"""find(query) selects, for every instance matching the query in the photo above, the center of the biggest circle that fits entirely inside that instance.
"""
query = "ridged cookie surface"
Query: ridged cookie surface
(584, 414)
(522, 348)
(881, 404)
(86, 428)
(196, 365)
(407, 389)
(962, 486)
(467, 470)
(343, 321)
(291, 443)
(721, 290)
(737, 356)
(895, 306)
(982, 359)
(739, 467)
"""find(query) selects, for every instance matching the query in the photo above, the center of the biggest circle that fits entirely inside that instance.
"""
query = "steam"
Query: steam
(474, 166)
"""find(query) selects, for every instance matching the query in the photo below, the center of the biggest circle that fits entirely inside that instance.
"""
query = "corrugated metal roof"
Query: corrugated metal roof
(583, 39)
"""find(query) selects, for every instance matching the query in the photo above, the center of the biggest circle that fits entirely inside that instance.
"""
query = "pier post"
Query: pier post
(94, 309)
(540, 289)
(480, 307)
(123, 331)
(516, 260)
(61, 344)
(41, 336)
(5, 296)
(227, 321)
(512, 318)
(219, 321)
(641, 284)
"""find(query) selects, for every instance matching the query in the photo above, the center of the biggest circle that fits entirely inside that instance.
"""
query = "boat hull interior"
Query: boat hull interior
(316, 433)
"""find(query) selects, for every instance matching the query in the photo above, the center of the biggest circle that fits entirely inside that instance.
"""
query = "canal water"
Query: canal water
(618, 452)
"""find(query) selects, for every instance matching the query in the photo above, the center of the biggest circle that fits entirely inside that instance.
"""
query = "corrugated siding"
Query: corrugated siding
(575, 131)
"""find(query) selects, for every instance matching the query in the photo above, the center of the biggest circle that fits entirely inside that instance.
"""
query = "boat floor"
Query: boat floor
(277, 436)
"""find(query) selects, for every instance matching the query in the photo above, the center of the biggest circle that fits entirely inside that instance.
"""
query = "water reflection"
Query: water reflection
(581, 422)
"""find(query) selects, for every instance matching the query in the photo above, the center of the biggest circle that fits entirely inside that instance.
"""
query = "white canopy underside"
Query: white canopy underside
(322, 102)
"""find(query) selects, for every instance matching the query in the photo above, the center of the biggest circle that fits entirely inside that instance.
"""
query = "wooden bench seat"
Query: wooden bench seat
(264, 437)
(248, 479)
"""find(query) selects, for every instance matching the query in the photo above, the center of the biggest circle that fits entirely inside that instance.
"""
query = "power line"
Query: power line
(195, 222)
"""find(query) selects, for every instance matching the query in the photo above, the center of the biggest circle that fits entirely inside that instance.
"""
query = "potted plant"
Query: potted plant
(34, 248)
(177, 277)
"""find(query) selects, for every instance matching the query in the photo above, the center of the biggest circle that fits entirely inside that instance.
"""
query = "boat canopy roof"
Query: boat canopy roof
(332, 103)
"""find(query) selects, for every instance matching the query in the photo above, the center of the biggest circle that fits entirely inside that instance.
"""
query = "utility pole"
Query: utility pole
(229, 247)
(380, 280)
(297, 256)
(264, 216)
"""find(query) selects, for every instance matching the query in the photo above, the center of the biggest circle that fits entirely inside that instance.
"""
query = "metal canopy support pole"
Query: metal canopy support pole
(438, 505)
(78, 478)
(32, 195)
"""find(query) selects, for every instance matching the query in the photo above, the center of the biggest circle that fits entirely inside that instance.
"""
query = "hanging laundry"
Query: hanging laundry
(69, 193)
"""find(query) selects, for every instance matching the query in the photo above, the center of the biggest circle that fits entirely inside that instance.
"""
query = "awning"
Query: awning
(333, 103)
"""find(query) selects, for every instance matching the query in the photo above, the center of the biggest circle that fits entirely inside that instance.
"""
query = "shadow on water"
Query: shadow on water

——————

** What the exercise asks **
Repeat the entries shown above, every one, word for word.

** The output **
"""find(query) selects, for every instance matching the query in the photo above, the center of the biggest circle that fits entirely inside that instance.
"""
query = "ridged cookie surface"
Query: ridged cookie surface
(584, 414)
(522, 348)
(881, 404)
(86, 428)
(196, 365)
(407, 389)
(962, 486)
(467, 470)
(343, 321)
(291, 443)
(721, 290)
(737, 356)
(895, 306)
(982, 359)
(739, 467)
"""find(query) selects, for every instance matching the query in the photo above, the center of the biggest circle that fits entirely inside that instance.
"""
query = "steam"
Query: steam
(474, 166)
"""find(query) selects, for every instance matching the query in the photo below, the center of the biggest circle that fits entirely inside that instance.
"""
query = "corrugated metal roof"
Query: corrugated metal roof
(583, 39)
"""find(query) selects, for every instance matching the query in the photo above, the center of the biggest circle that fits entirely inside that instance.
"""
query = "pier post"
Query: pier post
(94, 309)
(540, 289)
(480, 307)
(123, 331)
(516, 260)
(61, 344)
(41, 336)
(5, 296)
(227, 321)
(512, 318)
(219, 321)
(641, 284)
"""find(query) selects, for every instance matching the query in the photo above, the center of the biggest circle that fits entirely inside that instance.
"""
query = "boat hull interior"
Query: boat hull interior
(316, 433)
"""find(query) selects, for every instance matching the query in the photo above, the center of the biggest circle that fits entirely inside that instance.
"""
query = "canal water"
Query: canal water
(618, 452)
"""find(query) selects, for every instance matching the query in the photo above, the center of the biggest circle that fits entirely inside that instance.
"""
query = "corrugated siding"
Query: corrugated siding
(575, 131)
"""find(query) selects, for every instance matching the query in the photo above, the center of the biggest circle that fits entirely inside that instance.
"""
query = "boat floor"
Query: boat floor
(277, 436)
"""find(query) selects, for every instance matching the query in the photo above, the center of the biggest circle that fits entirely inside that instance.
"""
query = "water reflection"
Query: water reflection
(581, 422)
"""find(query) selects, for every instance matching the query in the photo above, the center of the biggest circle that fits entirely inside that instance.
"""
query = "white canopy underside"
Query: white canopy underside
(322, 102)
"""find(query) selects, for every instance matching the query in the photo above, the center of the biggest circle that fits entirely inside that instance.
"""
query = "wooden bench seat"
Query: wooden bench seat
(264, 437)
(248, 479)
"""find(query) selects, for every instance matching the query in the photo above, the center of the biggest circle that fits entirely inside that instance.
"""
query = "power line"
Query: power line
(195, 222)
"""find(query) selects, for every instance matching the query in the photo above, the center of the biggest circle that fits entirely inside that instance.
"""
query = "potted plant"
Query: potted plant
(34, 248)
(177, 277)
"""find(query) selects, for every instance matching the query in the photo above, the center of the biggest circle that fits entirely inside that instance.
"""
query = "boat canopy roof"
Query: boat canopy roof
(332, 103)
"""find(query) selects, for every instance matching the query in the photo above, the center of the biggest circle that fits entirely inside that instance.
"""
query = "utility pole"
Query: utility pole
(229, 247)
(380, 280)
(297, 256)
(264, 216)
"""find(query) selects, for every instance matching the query in the photo above, the center of the biggest circle that fits entirely inside that instance.
"""
query = "metal canopy support pole"
Query: metal canopy support pole
(438, 505)
(78, 478)
(32, 195)
"""find(query) selects, for every instance matching the query in the photo above, the center of the biggest circle that fits entirely inside that instance.
"""
query = "hanging laundry"
Query: hanging laundry
(69, 193)
"""find(query) selects, for every instance matching the query in the photo above, the center of the biggest circle that fits entirely inside that instance.
"""
query = "awning"
Query: awning
(333, 103)
"""find(query) selects, for every instance matching the query in the photo above, the center of the biggest circle that fits entirely inside that instance.
"""
query = "shadow on water"
Query: shadow on water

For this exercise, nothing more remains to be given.